GIVEN TEXT
If you are unsure if the result of your indexing is a view or a copy, you can
check what is the `base` of your result. If it is `None`, then you result is a
copy:


.. code:: pycon

   >>> Z = np.random.uniform(0, 1, (5, 5))
   >>> Z1 = Z[:3, :]
   >>> Z2 = Z[[0, 1, 2], :]
   >>> np.allclose(Z1, Z2)
   True
   >>> Z1.base is Z
   True
   >>> Z2.base is Z
   False
   >>> Z2.base is None
   True

Note that some NumPy functions return a view when possible (e.g. `ravel
<https://docs.scipy.org/doc/numpy/reference/generated/numpy.ravel.html>`_)
while some others always return a copy (e.g. `flatten
<https://docs.scipy.org/doc/numpy/reference/generated/numpy.ndarray.flatten.html#numpy.ndarray.flatten>`_):

.. code:: pycon

    >>> Z = np.zeros((5, 5))
    >>> Z.ravel().base is Z
    True
    >>> Z[::2, ::2].ravel().base is Z
    False
    >>> Z.flatten().base is Z
    False


Temporary copy
++++++++++++++

Copies can be made explicitly like in the previous section, but the most
general case is the implicit creation of intermediate copies. This is the case
when you are doing some arithmetic with arrays:

.. code:: pycon

   >>> X = np.ones(10, dtype=int)
   >>> Y = np.ones(10, dtype=int)
   >>> A = 2*X + 2*Y

In the example above, three intermediate arrays have been created. One for
holding the result of `2*X`, one for holding the result of `2*Y` and the last
one for holding the result of `2*X+2*Y`. In this specific case, the arrays are
small enough and this does not really make a difference. However, if your
arrays are big, then you have to be careful with such expressions and wonder if
you can do it differently. For example, if only the final result matters and
you don't need `X` nor `Y` afterwards, an alternate solution would be:

.. code:: pycon

   >>> X = np.ones(10, dtype=int)

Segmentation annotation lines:
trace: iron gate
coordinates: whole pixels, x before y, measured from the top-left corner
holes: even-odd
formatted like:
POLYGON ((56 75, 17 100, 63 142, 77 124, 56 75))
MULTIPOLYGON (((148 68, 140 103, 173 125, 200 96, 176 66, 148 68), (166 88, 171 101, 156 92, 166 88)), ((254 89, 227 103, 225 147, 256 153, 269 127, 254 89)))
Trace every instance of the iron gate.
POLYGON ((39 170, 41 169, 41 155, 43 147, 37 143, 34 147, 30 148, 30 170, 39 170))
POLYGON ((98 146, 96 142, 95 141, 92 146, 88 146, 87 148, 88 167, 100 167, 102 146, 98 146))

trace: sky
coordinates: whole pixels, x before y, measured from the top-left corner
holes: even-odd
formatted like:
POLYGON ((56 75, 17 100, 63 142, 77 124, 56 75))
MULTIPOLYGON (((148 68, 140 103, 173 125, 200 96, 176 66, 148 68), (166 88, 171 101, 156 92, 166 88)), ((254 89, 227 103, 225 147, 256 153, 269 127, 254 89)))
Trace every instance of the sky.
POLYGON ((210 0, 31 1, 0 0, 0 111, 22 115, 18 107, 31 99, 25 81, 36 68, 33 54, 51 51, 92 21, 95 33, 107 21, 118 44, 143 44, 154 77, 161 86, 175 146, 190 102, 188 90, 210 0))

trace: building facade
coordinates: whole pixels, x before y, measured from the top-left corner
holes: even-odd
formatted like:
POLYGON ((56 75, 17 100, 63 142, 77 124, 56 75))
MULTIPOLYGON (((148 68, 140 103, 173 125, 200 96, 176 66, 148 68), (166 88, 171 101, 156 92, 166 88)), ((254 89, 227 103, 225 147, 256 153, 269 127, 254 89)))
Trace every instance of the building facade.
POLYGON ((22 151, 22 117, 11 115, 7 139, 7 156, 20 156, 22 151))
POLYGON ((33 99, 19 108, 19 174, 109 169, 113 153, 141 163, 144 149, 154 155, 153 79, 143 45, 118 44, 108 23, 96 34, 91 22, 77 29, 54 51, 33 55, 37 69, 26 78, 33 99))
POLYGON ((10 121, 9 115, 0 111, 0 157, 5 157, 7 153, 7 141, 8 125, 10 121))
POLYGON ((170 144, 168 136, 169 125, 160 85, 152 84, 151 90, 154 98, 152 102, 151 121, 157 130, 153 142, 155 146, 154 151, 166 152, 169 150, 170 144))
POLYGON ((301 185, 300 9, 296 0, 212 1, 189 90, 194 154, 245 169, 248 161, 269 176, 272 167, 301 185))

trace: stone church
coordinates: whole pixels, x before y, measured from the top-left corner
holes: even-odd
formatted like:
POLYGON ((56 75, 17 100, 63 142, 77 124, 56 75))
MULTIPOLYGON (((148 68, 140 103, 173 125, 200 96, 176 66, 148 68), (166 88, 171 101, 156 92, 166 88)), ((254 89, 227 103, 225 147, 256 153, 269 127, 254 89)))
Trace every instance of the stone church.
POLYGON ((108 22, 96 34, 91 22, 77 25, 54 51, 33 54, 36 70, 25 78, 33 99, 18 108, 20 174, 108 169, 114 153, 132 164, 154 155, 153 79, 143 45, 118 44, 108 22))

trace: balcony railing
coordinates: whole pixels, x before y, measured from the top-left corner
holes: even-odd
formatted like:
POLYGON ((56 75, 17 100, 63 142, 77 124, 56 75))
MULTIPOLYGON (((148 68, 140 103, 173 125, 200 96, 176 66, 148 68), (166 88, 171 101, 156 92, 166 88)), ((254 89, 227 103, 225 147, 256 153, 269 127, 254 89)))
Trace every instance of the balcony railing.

INSTRUCTIONS
#1 Rewrite the passage on NumPy views and copies starting at "Copies can be" and ending at "Y = np.ones(10, dtype=int)", changing "intermediate copies" to "temporary copies".
#2 In the code of the passage on NumPy views and copies, list every variable name that is assigned a value, giving each name once.

TASK ANSWERS
#1
Copies can be made explicitly like in the previous section, but the most
general case is the implicit creation of temporary copies. This is the case
when you are doing some arithmetic with arrays:

.. code:: pycon

   >>> X = np.ones(10, dtype=int)
   >>> Y = np.ones(10, dtype=int)

#2 Z, Z1, Z2, X, Y, A